# Coral frag Extravaganza 2014



## verano (Mar 4, 2013)

*2nd annual CORAL FRAG EXTRAVAGANZA -- 2014 FRAG MEET*

Hey Guys so we decided to make another show this year since we had so much fun at last years show. Same place different date this time  (July 27th).

Site will be updated shortly... Vendors please email [email protected]

Limited amount of Early bird tickets available. Get 33% Discount by clicking the link below.

https://www.eventbrite.ca/e/marine-coral-exposale-tickets-12260640907?discount=earlybird2014


----------



## fireangel (Aug 3, 2013)

Well I may just have to make this the first frag meet I am a vendor at.


----------



## chronzz (Jan 27, 2014)

Sweet can't wait


----------



## altcharacter (Jan 10, 2011)

I have no frags!


----------



## neemo (Feb 4, 2014)

Oakville Reef Gallery will be there?

I thought they were gone? Anyone know otherwise?


----------



## Exotic Reef (Mar 2, 2014)

That is last years vendor map.


----------



## lloydj (Apr 10, 2009)

In my neighborhood. Keep us posted !, I will be there


----------



## Marz (Mar 1, 2014)

I think I will have to attend as well


----------



## marblerye (Jul 25, 2010)

Been waiting for this one


----------



## J_T (Mar 25, 2011)

Always my birthday weekend!

● Dataset extract:
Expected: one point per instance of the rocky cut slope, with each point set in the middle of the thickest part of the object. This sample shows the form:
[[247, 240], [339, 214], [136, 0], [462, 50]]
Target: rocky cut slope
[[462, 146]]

● Prompt 1: From the forum thread about the Coral Frag Extravaganza, explain in one to three sentences why the organizers decided to put on another show.
● Prompt 2: Go on with the forum thread about the Coral Frag Extravaganza, picking up right after its final post.

● Response 1: The organizers decided to hold another show because they had so much fun at the previous year's show.

● Response 2:
You have my contact info.


----------



## verano (Mar 4, 2013)

We are having a great response. Cant wait for this. We are getting a few new vendors this year. Will have more information soon.


----------



## FragCave (Dec 15, 2011)

Great!!!!!It is just around the corner


----------



## fireangel (Aug 3, 2013)

Any updates for us?


----------



## verano (Mar 4, 2013)

Will have more updates after next week. Just going on a business trip.


----------



## darkangel66n (May 15, 2013)

Need more info. Date is fast approaching.


----------



## Bullet (Apr 19, 2014)

Great news!
Looking forward to it !


----------



## verano (Mar 4, 2013)

Show is happening. All vendors will be getting an email tonight.


----------



## Flazky (Jan 9, 2010)

Cant wait.


----------



## fireangel (Aug 3, 2013)

as the date gets closer i am getting more and more excited. i am really looking forward to being a vendor for the first time at ones of these events! looking forward to your email sir.


----------



## Flameangel (Sep 25, 2013)

*July 27th Coral Fest*

I heard from a fellow reefer last year had lots of rare corals to choose from.....can't wait to see what's up.


----------



## Zvonmonet (Dec 4, 2012)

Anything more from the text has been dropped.